WO2000000663A1 - Method and device for displacing wafers in a deposition reactor - Google Patents

Abstract

A low pressure chemical vapor deposition reactor (10) for deposition of material on a plurality of wafers (W) in a wafer carrier (20). The wafer carrier supports the wafers in a generally upright position and each wafer is supported at a peripheral edge of the wafer. The reactor includes a reactor vessel (14) having a chamber sized for receiving the wafer carrier loaded with wafers to contain the wafers for deposition of material from vapor flowing through the chamber. An elongate beam (26) supports the wafer carrier at a first end of the beam in the reactor chamber. A mechanism displaces the elongate beam such that the wafers within the wafer carrier move relative to the wafer carrier to inhibit formation of material bridges between the wafer carrier and the wafers caused by deposition of material from vapor in the reaction chamber.

Description

METHOD AND DEVICE FOR DISPLACING WAFERS IN A DEPOSITION REACTOR

Background of the Invention

This invention relates generally to devices for use in chemical vapor deposition and more particularly to a device for reducing damage to silicon wafers processed in a deposition reactor.

It is common practice in the processing of semiconductor material (typically in the form of a wafer) to deposit a layer or film of polycrystalline semiconductor material on one face of the wafer. In the integrated circuit formed from the semiconductor wafer, the layer may provide conducting regions, electrical insulation between metals and/or protection from the environment. For example, a layer of polycrystalline silicon on a monocrystalline silicon may be used for gettering, or as the gate electrode material in MOS integrated circuit devices.

## LIST OF TASKS
(a) In the patent text on displacing wafers in a deposition reactor, what supports the wafer carrier in the reactor chamber?
(b) Carry the patent description on displacing wafers in a deposition reactor forward from its final sentence.

Source records

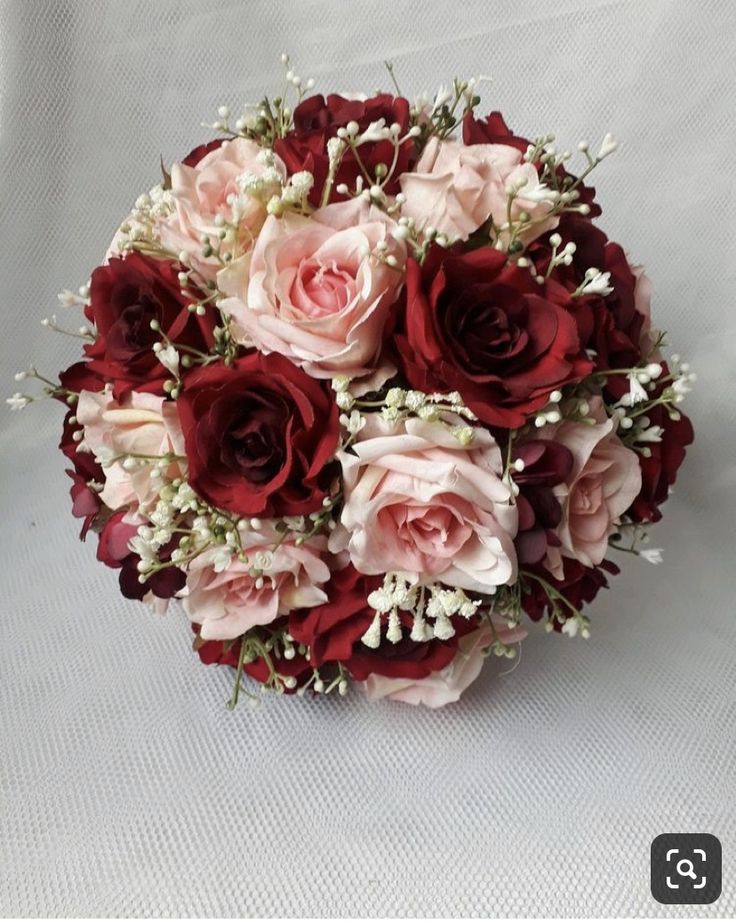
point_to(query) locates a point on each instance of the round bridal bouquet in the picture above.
(368, 389)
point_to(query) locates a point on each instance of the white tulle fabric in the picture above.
(126, 788)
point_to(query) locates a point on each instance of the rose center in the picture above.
(321, 289)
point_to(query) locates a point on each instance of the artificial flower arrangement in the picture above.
(367, 388)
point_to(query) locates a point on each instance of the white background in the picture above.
(125, 786)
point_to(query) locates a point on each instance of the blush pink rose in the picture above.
(456, 189)
(226, 599)
(418, 501)
(314, 291)
(204, 193)
(604, 481)
(140, 425)
(445, 685)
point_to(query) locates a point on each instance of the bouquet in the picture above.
(366, 387)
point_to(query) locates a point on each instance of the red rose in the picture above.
(658, 472)
(334, 628)
(316, 120)
(125, 296)
(493, 130)
(333, 632)
(579, 585)
(259, 436)
(86, 503)
(610, 325)
(476, 325)
(546, 464)
(113, 550)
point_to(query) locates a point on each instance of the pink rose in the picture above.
(456, 189)
(643, 305)
(314, 291)
(142, 425)
(604, 481)
(419, 501)
(209, 192)
(225, 597)
(445, 685)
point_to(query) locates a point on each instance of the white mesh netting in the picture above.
(126, 788)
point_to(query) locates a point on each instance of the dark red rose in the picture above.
(546, 464)
(316, 120)
(476, 325)
(493, 130)
(333, 632)
(125, 296)
(579, 585)
(193, 157)
(333, 629)
(260, 436)
(113, 551)
(659, 471)
(408, 659)
(86, 503)
(610, 326)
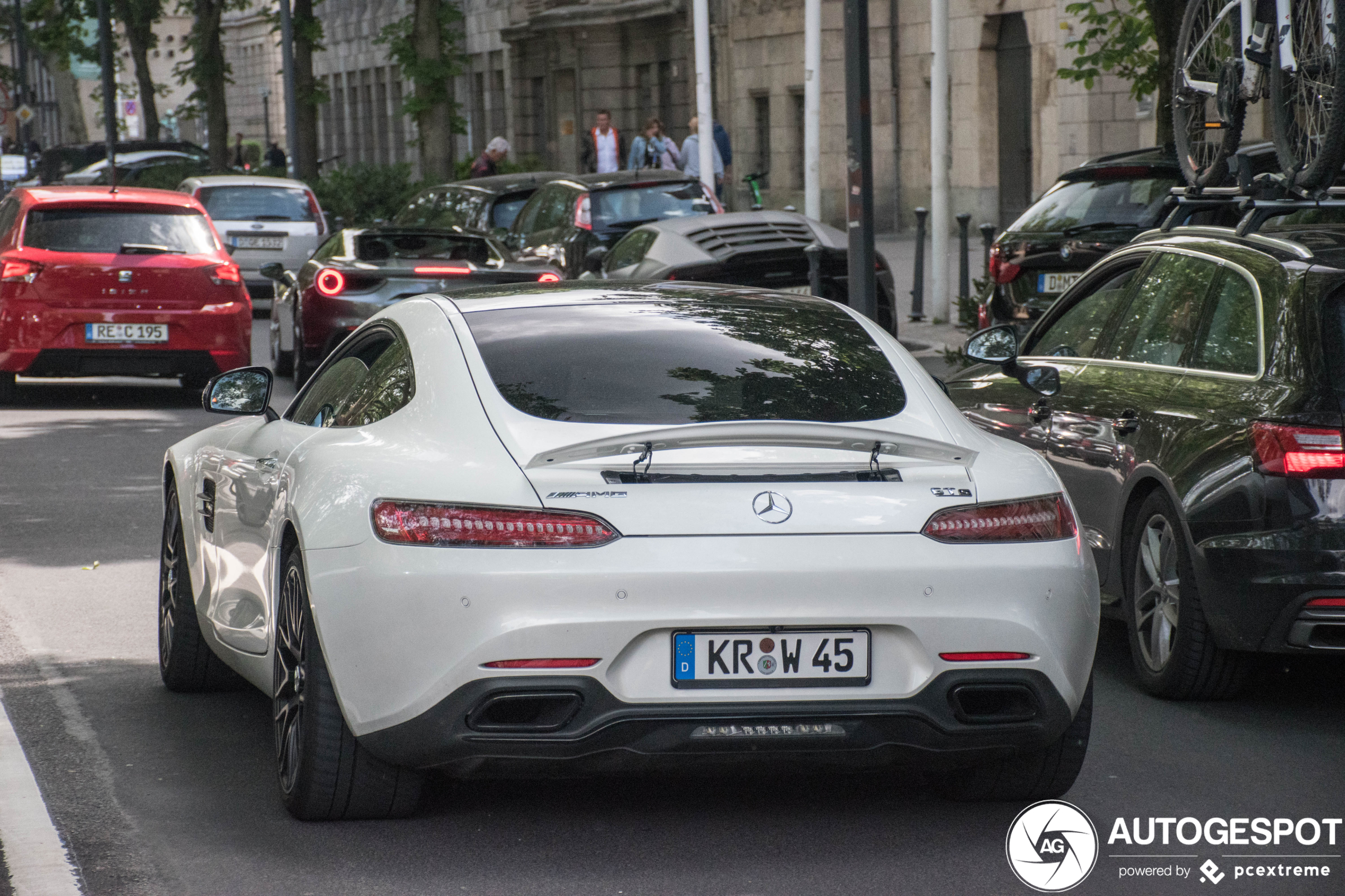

## RESULTS FOR EACH TASK
(a) An elongate beam supports the wafer carrier at the beam's first end.

(b)
Although many methods are available for depositing a layer of material on the monocrystalline semiconductor wafer, chemical vapor deposition processes are most frequently employed. Generally, the wafer is held on a carrier in a heated reactor through which gas containing the material to be deposited in a vaporous form is circulated. The decomposition of the gas on the semiconductor wafer produces the layer. The most common process is referred to as low pressure chemical vapor deposition, or LPCVD.

As with all processing of semiconductor wafers, it is important that the wafer not be damaged during processing. However, it has been found that wafers are occasionally chipped when removed from the carrier after the LPCVD because of the breakage of solidified bridges of polycrystalline material which join the wafers to the carrier. The bridges are formed by polycrystalline material deposited from the gas onto the wafer and the carrier. If the bridges connecting the wafer to the carrier are sufficiently strong, chipping of the wafer will occur when it is removed from the carrier.

The carrier disclosed in co-assigned U.S. Patent No. 5,417,767, incorporated herein by reference, addresses the aforementioned problem in a generally satisfactory manner. The present invention represents an improvement with respect to the patented design.

Summary of the Invention

Among the several objects and features of the present invention may be noted the provision of a deposition reactor and a device therefore which inhibits formation of bridges of deposited material between a wafer carrier and the silicon wafer supported thereon; the provision of such a reactor and device which reduce the occurrence of chips along the edges of silicon wafers; and the provision of such a reactor and device which are relatively inexpensive to manufacture and is easily operated.

Briefly, apparatus of this invention is a low pressure chemical vapor deposition reactor for deposition of material on a plurality of wafers in a wafer carrier. The wafer carrier supports the wafers in a generally upright position and each wafer is supported at a peripheral edge of the wafer. The reactor includes a reactor vessel having a chamber sized for receiving the wafer carrier loaded with wafers to contain the wafers for deposition of material from vapor flowing through the chamber. An elongate beam supports the wafer carrier at a first end of the beam in the chamber. Means are included for displacing the elongate beam such that the wafers within the wafer carrier move relative to the wafer carrier to inhibit formation of material bridges between the wafer carrier and the wafers caused by deposition of material from vapor in the chamber.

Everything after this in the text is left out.